* Texte étudié *

Les émissions d’ammoniac (NH3) sont un phénomène indésirable pour plusieurs raisons. D’une part, elles privent l’agriculture d’une part de l’azote (N) utile à la production végétale et à la production animale. En Suisse, ces pertes ont atteint en moyenne, entre 2016 et 2018, 40 kg d’azote /ha SAU, ce qui correspond environ au tiers de la quantité d’engrais épandue annuellement sur un champ de blé ; elles représentent au total 42 600 tonnes d’azote.

* Données fournies *
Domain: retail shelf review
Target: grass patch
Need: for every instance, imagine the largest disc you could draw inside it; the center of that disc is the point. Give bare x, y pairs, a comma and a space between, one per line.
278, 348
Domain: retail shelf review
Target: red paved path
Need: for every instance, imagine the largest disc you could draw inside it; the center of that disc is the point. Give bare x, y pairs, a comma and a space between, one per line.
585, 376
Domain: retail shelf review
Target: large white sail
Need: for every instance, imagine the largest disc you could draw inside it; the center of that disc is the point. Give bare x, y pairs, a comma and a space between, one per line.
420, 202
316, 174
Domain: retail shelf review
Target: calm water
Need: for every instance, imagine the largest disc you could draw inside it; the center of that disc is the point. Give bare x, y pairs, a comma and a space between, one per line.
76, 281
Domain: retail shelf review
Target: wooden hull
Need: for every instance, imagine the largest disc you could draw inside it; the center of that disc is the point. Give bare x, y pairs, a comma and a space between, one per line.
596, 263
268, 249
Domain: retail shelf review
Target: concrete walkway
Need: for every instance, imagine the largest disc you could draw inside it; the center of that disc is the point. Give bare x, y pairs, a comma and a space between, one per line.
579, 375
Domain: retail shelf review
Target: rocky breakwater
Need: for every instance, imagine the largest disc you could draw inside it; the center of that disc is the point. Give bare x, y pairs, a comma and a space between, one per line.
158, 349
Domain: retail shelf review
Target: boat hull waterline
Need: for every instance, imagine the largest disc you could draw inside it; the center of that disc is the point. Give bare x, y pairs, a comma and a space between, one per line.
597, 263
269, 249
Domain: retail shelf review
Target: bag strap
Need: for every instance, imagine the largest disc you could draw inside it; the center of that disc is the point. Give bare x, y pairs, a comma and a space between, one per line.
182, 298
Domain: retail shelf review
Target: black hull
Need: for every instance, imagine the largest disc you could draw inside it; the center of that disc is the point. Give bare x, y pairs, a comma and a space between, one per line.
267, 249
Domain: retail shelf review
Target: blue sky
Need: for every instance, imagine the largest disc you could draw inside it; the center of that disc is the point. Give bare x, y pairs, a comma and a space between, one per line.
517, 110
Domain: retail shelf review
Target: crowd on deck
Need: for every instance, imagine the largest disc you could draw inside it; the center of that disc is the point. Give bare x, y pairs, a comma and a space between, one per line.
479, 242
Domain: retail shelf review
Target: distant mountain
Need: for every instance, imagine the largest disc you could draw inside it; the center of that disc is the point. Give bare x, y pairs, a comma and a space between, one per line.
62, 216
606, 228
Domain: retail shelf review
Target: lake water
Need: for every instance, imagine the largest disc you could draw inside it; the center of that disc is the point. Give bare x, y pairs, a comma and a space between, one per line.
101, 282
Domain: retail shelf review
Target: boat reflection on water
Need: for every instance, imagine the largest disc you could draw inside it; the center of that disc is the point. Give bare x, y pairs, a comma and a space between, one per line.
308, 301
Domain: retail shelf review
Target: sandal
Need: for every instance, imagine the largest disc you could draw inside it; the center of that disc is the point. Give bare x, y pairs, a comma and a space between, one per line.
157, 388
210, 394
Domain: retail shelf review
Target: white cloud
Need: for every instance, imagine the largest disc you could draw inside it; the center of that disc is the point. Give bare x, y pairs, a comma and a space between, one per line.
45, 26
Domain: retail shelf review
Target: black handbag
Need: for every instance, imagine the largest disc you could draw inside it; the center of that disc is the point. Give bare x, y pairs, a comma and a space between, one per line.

* Consigne 1 *
Recopiez le passage du texte étudié qui commence aux mots « Les émissions d’ammoniac » et se termine après « 600 tonnes d’azote. », en remplaçant « indésirable » par « problématique ».
* Consigne 2 *
D'après le texte étudié, quel total d'azote les émissions d'ammoniac représentent-elles en Suisse ?

* Réponse 1 *
Les émissions d’ammoniac (NH3) sont un phénomène problématique pour plusieurs raisons. D’une part, elles privent l’agriculture d’une part de l’azote (N) utile à la production végétale et à la production animale. En Suisse, ces pertes ont atteint en moyenne, entre 2016 et 2018, 40 kg d’azote /ha SAU, ce qui correspond environ au tiers de la quantité d’engrais épandue annuellement sur un champ de blé ; elles représentent au total 42 600 tonnes d’azote.

* Réponse 2 *
42 600 tonnes d'azote.